-- Exercise input follows --
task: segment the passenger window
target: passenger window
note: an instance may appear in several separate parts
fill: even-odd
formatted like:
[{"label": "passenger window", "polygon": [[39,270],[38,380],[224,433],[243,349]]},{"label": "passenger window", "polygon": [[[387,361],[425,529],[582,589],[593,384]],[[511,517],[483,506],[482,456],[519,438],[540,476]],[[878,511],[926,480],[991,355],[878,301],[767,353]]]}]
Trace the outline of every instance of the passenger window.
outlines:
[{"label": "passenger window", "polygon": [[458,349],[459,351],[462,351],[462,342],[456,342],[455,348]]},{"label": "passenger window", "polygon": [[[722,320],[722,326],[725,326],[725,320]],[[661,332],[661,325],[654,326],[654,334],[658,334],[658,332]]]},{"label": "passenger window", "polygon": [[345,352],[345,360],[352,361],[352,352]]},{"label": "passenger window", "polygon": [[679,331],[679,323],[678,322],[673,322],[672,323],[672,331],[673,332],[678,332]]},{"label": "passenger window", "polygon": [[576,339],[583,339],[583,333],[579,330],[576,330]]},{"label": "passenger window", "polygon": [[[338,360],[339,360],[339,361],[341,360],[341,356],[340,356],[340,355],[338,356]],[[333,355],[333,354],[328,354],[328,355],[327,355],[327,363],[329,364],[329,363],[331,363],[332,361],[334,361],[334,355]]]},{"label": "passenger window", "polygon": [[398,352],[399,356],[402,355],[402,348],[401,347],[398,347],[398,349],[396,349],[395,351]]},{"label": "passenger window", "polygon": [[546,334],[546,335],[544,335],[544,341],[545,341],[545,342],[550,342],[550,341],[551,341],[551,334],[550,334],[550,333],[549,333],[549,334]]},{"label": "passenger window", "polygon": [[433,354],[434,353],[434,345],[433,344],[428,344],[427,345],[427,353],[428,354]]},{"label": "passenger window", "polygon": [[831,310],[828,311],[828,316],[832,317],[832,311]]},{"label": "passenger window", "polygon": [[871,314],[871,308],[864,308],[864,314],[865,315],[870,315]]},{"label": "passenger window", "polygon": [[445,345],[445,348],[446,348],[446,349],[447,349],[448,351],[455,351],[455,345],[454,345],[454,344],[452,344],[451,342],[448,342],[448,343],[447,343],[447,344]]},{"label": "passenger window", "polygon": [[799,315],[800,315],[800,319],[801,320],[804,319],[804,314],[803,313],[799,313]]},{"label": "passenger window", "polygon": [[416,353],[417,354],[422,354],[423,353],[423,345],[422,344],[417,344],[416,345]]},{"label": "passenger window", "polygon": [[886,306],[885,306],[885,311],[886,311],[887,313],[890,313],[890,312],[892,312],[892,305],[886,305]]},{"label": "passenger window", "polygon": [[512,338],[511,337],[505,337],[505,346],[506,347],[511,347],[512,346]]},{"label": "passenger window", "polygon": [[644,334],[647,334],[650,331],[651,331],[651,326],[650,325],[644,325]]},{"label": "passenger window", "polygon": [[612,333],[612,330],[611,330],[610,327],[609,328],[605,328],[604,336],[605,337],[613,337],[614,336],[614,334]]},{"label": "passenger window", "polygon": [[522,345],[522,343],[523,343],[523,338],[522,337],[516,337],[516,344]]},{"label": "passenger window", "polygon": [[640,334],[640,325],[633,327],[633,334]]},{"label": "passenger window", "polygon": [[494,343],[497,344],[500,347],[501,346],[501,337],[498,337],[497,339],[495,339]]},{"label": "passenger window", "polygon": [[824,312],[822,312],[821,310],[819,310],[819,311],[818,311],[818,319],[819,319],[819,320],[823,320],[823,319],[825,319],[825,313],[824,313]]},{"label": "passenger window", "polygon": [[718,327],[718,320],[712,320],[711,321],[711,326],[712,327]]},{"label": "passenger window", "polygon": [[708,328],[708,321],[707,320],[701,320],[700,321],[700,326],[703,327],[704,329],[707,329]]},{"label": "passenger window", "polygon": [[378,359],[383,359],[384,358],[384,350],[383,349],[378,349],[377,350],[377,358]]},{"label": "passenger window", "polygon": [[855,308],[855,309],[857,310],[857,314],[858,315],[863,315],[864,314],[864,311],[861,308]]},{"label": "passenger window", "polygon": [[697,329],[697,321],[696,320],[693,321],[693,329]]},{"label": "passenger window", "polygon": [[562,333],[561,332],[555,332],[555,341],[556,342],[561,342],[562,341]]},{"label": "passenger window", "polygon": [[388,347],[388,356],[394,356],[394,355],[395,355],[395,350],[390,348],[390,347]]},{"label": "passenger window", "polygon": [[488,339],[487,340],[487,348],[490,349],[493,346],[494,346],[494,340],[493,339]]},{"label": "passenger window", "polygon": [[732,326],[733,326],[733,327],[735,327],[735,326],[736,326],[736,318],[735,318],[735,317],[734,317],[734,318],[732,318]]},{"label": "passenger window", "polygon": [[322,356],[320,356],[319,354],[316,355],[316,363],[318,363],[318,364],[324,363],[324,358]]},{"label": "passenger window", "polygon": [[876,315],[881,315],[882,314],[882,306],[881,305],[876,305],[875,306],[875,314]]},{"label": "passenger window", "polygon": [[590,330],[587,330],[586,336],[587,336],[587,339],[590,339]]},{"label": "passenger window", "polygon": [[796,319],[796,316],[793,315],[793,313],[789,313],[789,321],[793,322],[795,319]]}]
-- Exercise input concluded --
-- Exercise input follows --
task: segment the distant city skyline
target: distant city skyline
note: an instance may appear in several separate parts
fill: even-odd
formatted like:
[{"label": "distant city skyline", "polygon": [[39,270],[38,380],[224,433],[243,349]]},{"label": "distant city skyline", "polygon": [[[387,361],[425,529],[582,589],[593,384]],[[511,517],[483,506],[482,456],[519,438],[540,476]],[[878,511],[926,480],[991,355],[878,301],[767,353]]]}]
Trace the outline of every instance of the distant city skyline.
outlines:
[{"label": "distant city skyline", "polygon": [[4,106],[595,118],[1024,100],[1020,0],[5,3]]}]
-- Exercise input concluded --
-- Exercise input follows --
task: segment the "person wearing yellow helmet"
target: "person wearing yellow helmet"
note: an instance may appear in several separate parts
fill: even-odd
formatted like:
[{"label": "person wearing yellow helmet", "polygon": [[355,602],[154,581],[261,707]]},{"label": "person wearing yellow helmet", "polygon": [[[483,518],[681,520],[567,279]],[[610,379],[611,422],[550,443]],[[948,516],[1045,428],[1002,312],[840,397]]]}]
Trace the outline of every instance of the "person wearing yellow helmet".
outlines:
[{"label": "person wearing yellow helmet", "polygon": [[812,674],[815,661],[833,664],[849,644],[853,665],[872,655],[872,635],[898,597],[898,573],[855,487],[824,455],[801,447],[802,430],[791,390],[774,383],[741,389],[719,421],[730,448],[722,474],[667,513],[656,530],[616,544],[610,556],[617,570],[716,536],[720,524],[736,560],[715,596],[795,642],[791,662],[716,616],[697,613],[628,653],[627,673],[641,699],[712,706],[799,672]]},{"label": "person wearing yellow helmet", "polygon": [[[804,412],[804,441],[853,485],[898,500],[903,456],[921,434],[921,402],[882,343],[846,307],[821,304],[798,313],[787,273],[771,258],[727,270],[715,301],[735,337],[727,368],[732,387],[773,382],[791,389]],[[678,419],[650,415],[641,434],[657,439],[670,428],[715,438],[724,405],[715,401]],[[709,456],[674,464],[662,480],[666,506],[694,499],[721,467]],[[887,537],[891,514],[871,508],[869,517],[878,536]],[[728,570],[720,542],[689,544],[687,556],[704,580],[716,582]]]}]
-- Exercise input concluded --
What to work on: Every line in the data above that contains the word "task" should be copied.

Output for this exercise:
task: segment the passenger window
task: segment the distant city skyline
task: segment the "person wearing yellow helmet"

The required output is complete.